*Fragmento de la página*:
La información conocida en las últimas semanas certificó una evolución de la actividad mundial en la primera parte del año mucho mejor de lo esperado hace unos trimestres, con un crecimiento anualizado próximo al 3% hasta el mes de junio, nuevas mejoras en el proceso desinflacionista y el mantenimiento de una elevada fortaleza en los mercados de trabajo. Además, la noticia positiva ha sido una época estival de relativa tranquilidad, a pesar de la apertura de nuevos polos de inestabilidad geopolítica (Sahel, etc.) y de la sensación de que China va a tener problemas importantes para superar la trampa de la renta media, lo que va a tener importantes consecuencias a medio plazo para el crecimiento mundial y para la reordenación de las cadenas de valor y los flujos comerciales.
Pero agua pasada no mueve molino y esa ventana de esperanza que supuso el comportamiento del ciclo económico a principios de año ya se está nublando, al coincidir la dilución de los vientos a favor (efectos base positivos de la energía, reapertura de grandes economías como China, normalización de los cuellos de botella o exceso de ahorro tras la pandemia), con los efectos restrictivos sobre la demanda de los endurecimientos monetarios acumulados desde hace año y medio, la subida del precio del petróleo de más de un 20% en los dos últimos meses, el intenso empeoramiento de las expectativas empresariales –especialmente en el sector industrial– o las dificultades de China y Alemania para terminar de carburar en este nuevo mundo pos-COVID. Por tanto, con la demanda interna en franco proceso de debilitamiento y sin poder esperar mucha aportación de la demanda externa, a juzgar por las débiles señales procedentes de los intercambios comerciales globales, nos dirigimos a una nueva fase de crecimiento, con la actividad global debilitándose. Aunque de forma desigual, con más intensidad en Europa que en EE. UU., como estaría reflejando la reciente apreciación del dólar. Si ese bache de crecimiento temporal permite alcanzar un nuevo punto de equilibrio que favorezca avanzar en el proceso de reducción de la inflación, los bancos centrales podrían bajar el diapasón tras meses de haber intentado recuperar el tiempo perdido. La traducción de todo lo anterior sería un crecimiento mundial en 2024 inferior en unas 3-4 décimas al de este año, si bien con un perfil diferente, pues iríamos de menos a más, al contrario que en el ejercicio en curso.

*Instrucciones*:
A – Reproduce el pasaje del fragmento sobre la economía mundial que comienza en las palabras "La información conocida" y concluye tras las palabras "los flujos comerciales.".
B – Enumera todos los vientos a favor que el fragmento sobre la economía mundial detalla entre paréntesis.

*Registros proporcionados*:

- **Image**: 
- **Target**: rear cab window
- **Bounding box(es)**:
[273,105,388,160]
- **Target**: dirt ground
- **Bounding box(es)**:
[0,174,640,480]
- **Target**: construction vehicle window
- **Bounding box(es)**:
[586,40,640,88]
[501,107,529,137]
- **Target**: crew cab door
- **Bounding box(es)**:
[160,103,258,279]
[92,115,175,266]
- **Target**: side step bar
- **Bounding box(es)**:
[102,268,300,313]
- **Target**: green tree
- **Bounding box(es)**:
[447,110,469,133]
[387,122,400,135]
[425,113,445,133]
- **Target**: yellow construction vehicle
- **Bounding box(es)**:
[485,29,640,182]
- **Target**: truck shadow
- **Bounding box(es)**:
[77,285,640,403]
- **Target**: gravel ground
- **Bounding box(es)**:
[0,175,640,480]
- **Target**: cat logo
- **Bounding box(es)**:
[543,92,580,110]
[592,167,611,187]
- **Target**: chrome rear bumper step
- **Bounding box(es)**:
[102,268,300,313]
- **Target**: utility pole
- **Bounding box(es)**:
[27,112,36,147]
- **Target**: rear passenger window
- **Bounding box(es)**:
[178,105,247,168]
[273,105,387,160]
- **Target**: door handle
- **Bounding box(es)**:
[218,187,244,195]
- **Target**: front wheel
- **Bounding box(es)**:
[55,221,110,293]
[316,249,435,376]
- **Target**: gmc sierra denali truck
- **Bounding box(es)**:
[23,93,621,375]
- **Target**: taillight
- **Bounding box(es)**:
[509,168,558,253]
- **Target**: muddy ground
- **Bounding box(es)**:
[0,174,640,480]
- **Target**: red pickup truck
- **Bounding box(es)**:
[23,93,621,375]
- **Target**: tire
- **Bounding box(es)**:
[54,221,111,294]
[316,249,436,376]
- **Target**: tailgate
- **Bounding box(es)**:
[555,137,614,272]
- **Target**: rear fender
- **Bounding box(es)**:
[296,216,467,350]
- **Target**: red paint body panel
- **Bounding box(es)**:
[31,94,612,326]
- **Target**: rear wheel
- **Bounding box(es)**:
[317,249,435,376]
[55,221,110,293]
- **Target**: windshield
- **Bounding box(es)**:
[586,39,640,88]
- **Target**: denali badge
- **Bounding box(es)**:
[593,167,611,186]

*Resultados del ejercicio*:
A –
La información conocida en las últimas semanas certificó una evolución de la actividad mundial en la primera parte del año mucho mejor de lo esperado hace unos trimestres, con un crecimiento anualizado próximo al 3% hasta el mes de junio, nuevas mejoras en el proceso desinflacionista y el mantenimiento de una elevada fortaleza en los mercados de trabajo. Además, la noticia positiva ha sido una época estival de relativa tranquilidad, a pesar de la apertura de nuevos polos de inestabilidad geopolítica (Sahel, etc.) y de la sensación de que China va a tener problemas importantes para superar la trampa de la renta media, lo que va a tener importantes consecuencias a medio plazo para el crecimiento mundial y para la reordenación de las cadenas de valor y los flujos comerciales.

B –
- Efectos base positivos de la energía
- Reapertura de grandes economías como China
- Normalización de los cuellos de botella
- Exceso de ahorro tras la pandemia